> WHAT YOU ARE ASKED TO DO
Reproduce everything in the blog post about a life insurance interview from "If you never" down to "charge you more.", word for word.

Tuesday, August 28, 2007

Next Question

The proverb about doctors' and shoemakers' wives do not apply to the spouses of life insurance agents. This, no doubt, is due to premium credit. Anyway, I've been through the interview process more than once, and the past couple of weeks had to do it again.

If you never have experienced this (have you not? Call DOB today!), in addition to figuring out all the financial questions and how much money your grieving family will need to still put dinner on the table (a lot to replace me), they also must figure out if you are strong and healthy, since if you're about to keel over they'll have to charge you more.

The medical part is called a paramed, and is done by a nice lady or gentleman who comes to your house at a time when it's convenient to you to have not eaten for twelve hours, and they take your blood and weigh you and squeeze your arm and all that stuff. That does not bother me. I have been through two pregnancies, and I can be bled with the best of them.

It's the questionnaire that throws me. No, I haven't smoked or chewed tobacco in the past ten years and I don't plan to take up sky-diving. But at a time like that, little details like dates and names of doctors flee from my mind. I see a chiropractor every week. It's just for maintenance. I'm not going to die from anything. But I can never remember his full name. He's Doctor Matt! Matt! (Chiropractors are the social butterflies of medical professionals and always go by their first names and greet you like their long-lost cousins.)

And then there's trying to explain the details of medical personnel in a way that fits into the nice little boxes. My primary care physician would be Dr. X, but I haven't actually seen her in three years because I only go for babies and she stopped doing obstetrics and just does family practice now, so I went to her partner Dr. Y but I don't go there now because we moved but Dr. X moved her practice too so if I did need to go to a doctor for anything BUT babies, she's the one I'd go to even though I've never actually been to see her at her new office and does that answer your question? And no, I don't know the address. And I don't know WHAT tests were done the last time I saw a doctor, I had a newborn baby and a toddler with me, I could hardly remember my own name!

> LISTED ENTRIES
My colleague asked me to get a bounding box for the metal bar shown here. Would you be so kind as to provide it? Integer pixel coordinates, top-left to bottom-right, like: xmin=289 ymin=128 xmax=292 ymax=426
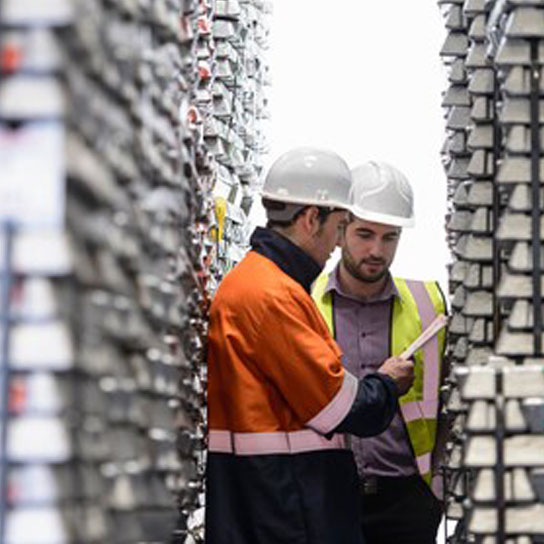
xmin=0 ymin=223 xmax=14 ymax=544
xmin=495 ymin=369 xmax=506 ymax=544
xmin=531 ymin=39 xmax=542 ymax=357
xmin=492 ymin=69 xmax=502 ymax=341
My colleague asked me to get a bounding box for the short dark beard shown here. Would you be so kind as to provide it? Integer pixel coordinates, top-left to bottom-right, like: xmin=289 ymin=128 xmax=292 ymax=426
xmin=342 ymin=245 xmax=389 ymax=283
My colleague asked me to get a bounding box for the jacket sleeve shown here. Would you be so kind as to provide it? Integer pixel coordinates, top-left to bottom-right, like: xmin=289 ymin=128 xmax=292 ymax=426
xmin=334 ymin=372 xmax=398 ymax=437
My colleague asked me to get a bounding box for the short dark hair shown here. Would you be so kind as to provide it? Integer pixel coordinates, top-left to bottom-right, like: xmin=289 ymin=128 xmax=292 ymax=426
xmin=262 ymin=198 xmax=342 ymax=228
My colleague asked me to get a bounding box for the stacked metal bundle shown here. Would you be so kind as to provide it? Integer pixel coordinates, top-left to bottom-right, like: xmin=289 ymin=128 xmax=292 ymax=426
xmin=204 ymin=0 xmax=270 ymax=275
xmin=0 ymin=0 xmax=266 ymax=544
xmin=439 ymin=0 xmax=544 ymax=543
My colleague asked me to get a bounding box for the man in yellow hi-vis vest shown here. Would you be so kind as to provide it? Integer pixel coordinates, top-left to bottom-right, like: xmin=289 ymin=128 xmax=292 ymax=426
xmin=313 ymin=162 xmax=445 ymax=544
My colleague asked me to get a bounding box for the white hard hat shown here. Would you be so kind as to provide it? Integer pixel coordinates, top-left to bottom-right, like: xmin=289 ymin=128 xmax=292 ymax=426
xmin=350 ymin=161 xmax=414 ymax=227
xmin=261 ymin=147 xmax=351 ymax=209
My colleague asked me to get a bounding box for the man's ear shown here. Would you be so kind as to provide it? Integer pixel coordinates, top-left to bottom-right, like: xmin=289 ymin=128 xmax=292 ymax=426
xmin=297 ymin=206 xmax=321 ymax=236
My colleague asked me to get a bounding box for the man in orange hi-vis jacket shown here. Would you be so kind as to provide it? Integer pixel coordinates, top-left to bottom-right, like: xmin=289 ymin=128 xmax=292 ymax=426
xmin=206 ymin=148 xmax=413 ymax=544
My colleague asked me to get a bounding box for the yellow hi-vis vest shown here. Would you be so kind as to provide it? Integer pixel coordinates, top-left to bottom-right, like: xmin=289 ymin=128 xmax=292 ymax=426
xmin=312 ymin=274 xmax=445 ymax=485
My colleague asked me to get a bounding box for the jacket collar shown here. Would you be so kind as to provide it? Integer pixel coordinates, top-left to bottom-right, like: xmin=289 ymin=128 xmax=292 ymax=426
xmin=249 ymin=227 xmax=321 ymax=293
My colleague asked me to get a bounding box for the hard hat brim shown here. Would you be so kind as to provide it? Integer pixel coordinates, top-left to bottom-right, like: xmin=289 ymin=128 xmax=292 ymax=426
xmin=259 ymin=191 xmax=350 ymax=211
xmin=349 ymin=206 xmax=416 ymax=227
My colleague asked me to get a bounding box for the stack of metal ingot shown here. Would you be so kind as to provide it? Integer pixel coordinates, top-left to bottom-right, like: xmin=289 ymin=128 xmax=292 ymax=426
xmin=0 ymin=0 xmax=268 ymax=544
xmin=439 ymin=0 xmax=544 ymax=544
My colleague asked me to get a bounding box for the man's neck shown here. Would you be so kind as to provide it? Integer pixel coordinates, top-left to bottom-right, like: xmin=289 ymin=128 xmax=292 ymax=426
xmin=338 ymin=262 xmax=389 ymax=299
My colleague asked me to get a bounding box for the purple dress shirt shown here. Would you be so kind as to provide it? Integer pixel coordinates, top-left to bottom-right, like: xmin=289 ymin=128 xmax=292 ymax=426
xmin=325 ymin=265 xmax=417 ymax=477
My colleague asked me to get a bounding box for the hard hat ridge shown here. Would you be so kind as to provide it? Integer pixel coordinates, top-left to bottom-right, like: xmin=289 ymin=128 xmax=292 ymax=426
xmin=350 ymin=161 xmax=414 ymax=227
xmin=261 ymin=147 xmax=351 ymax=209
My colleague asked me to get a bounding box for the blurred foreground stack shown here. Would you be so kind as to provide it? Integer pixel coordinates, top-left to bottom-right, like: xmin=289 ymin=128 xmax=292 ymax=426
xmin=0 ymin=0 xmax=269 ymax=544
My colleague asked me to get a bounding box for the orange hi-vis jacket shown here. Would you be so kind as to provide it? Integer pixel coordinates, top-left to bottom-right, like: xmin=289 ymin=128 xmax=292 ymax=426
xmin=206 ymin=229 xmax=396 ymax=544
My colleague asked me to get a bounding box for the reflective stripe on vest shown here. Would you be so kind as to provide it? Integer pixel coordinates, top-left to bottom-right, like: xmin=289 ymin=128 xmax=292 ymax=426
xmin=208 ymin=429 xmax=346 ymax=455
xmin=312 ymin=274 xmax=445 ymax=484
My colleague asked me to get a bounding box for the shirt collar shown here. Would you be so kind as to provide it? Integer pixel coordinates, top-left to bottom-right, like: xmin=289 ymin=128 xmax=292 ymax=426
xmin=325 ymin=263 xmax=401 ymax=302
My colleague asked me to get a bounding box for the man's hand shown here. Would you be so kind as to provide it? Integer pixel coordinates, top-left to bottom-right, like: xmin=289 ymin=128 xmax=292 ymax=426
xmin=378 ymin=357 xmax=414 ymax=396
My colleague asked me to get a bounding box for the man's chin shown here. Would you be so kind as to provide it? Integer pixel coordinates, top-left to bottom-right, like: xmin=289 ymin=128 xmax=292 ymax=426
xmin=359 ymin=268 xmax=387 ymax=283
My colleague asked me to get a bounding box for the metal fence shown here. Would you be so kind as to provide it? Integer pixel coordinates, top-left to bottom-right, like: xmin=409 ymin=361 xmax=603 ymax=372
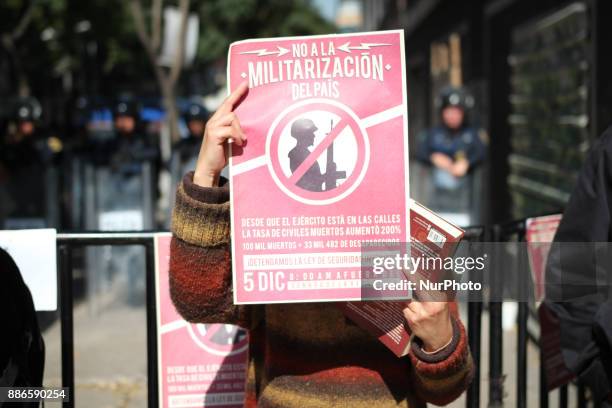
xmin=57 ymin=220 xmax=587 ymax=408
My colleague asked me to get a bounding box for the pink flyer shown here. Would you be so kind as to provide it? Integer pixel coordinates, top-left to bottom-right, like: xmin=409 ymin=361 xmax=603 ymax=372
xmin=525 ymin=214 xmax=562 ymax=302
xmin=228 ymin=30 xmax=410 ymax=304
xmin=155 ymin=233 xmax=248 ymax=408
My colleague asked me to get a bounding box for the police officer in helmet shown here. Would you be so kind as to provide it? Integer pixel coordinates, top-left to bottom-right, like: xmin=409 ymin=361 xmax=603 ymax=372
xmin=417 ymin=87 xmax=486 ymax=224
xmin=111 ymin=99 xmax=159 ymax=176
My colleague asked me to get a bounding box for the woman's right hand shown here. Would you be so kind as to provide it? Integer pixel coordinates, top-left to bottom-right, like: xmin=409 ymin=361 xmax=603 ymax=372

> ANSWER TO THE PROBLEM
If you never have experienced this (have you not? Call DOB today!), in addition to figuring out all the financial questions and how much money your grieving family will need to still put dinner on the table (a lot to replace me), they also must figure out if you are strong and healthy, since if you're about to keel over they'll have to charge you more.